**Written instruction**
Rewrite the lines below as a JSON list of strings, with one string for each line and blank lines left out.

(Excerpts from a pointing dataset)
▼
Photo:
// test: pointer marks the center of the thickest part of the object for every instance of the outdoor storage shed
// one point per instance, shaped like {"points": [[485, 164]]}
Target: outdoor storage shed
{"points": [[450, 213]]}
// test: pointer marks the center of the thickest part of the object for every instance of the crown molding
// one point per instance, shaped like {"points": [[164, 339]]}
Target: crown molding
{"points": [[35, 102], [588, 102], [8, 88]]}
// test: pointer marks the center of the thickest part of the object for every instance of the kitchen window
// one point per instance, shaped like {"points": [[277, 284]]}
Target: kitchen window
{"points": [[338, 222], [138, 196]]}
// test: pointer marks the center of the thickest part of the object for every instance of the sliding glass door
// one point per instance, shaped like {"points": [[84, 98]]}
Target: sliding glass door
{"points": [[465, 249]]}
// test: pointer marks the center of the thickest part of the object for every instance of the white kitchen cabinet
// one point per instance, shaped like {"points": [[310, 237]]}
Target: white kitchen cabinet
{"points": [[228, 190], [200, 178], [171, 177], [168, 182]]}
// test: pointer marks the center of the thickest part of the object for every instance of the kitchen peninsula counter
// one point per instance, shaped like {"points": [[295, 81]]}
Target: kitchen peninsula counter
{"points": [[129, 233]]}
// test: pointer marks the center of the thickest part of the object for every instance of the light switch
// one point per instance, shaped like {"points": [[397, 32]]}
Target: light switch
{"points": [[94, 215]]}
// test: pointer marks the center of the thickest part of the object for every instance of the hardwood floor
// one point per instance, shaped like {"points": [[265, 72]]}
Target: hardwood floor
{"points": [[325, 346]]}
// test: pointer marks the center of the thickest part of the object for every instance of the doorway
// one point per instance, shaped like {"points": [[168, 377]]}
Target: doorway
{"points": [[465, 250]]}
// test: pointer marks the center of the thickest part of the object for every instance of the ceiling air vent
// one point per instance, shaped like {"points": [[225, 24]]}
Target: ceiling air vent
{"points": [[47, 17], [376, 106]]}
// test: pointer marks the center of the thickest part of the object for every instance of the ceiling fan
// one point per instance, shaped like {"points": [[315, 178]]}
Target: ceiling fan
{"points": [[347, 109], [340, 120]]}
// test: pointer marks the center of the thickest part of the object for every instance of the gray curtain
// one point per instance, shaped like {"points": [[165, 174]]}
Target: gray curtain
▲
**Exercise solution**
[
  "Photo:",
  "// test: pointer marks the center of the thickest part of the object for every instance of the outdoor storage shed",
  "// one point per instance, shaped like {\"points\": [[485, 164]]}",
  "Target: outdoor storage shed",
  "{\"points\": [[450, 213]]}",
  "// test: pointer marks the center of the thickest part of the object for every instance of the crown molding",
  "// one point per instance, shaped like {\"points\": [[164, 339]]}",
  "Target: crown molding",
  "{\"points\": [[35, 102], [588, 102], [8, 88]]}",
  "// test: pointer marks the center of the thickest part of the object for every instance of the kitchen window",
  "// one point per instance, shaped like {\"points\": [[277, 284]]}",
  "Target: kitchen window",
  "{\"points\": [[338, 222], [138, 196]]}",
  "// test: pointer marks the center of the thickest part of the object for every instance of the sliding glass door",
  "// one point per instance, shaped like {\"points\": [[84, 98]]}",
  "Target: sliding glass door",
  "{\"points\": [[465, 249]]}",
  "// test: pointer marks the center of the thickest part of the object for every instance of the white kitchen cabinet",
  "// one point per instance, shaped like {\"points\": [[310, 237]]}",
  "Target: white kitchen cabinet",
  "{\"points\": [[228, 190], [200, 178], [171, 177], [168, 182]]}",
  "// test: pointer marks the center of the thickest part of the object for every instance of the kitchen peninsula counter",
  "// one point per instance, shaped like {\"points\": [[295, 81]]}",
  "Target: kitchen peninsula counter",
  "{\"points\": [[129, 233]]}",
  "// test: pointer marks the center of the thickest part of the object for every instance of the light switch",
  "// one point per instance, shaped like {\"points\": [[397, 32]]}",
  "Target: light switch",
  "{\"points\": [[94, 215]]}",
  "// test: pointer marks the center of the thickest part of the object for every instance of the hardwood floor",
  "// one point per instance, shaped like {\"points\": [[265, 72]]}",
  "Target: hardwood floor",
  "{\"points\": [[325, 346]]}",
  "// test: pointer marks the center of the thickest part of the object for every instance of the doorway",
  "// one point per instance, shaped like {\"points\": [[168, 377]]}",
  "Target: doorway",
  "{\"points\": [[465, 250]]}",
  "// test: pointer marks the center of the thickest part of the object for every instance of the ceiling air vent",
  "// one point per instance, shaped like {\"points\": [[225, 24]]}",
  "Target: ceiling air vent",
  "{\"points\": [[47, 17], [376, 106]]}",
  "// test: pointer marks the center of the thickest part of the object for every instance of the ceiling fan",
  "// one point per instance, shaped like {\"points\": [[315, 178]]}",
  "Target: ceiling fan",
  "{\"points\": [[347, 109], [340, 120]]}",
  "// test: pointer marks the center of the thickest part of the object for every instance of the gray curtain",
  "// one point per instance, shaped like {\"points\": [[165, 174]]}",
  "Target: gray curtain"
]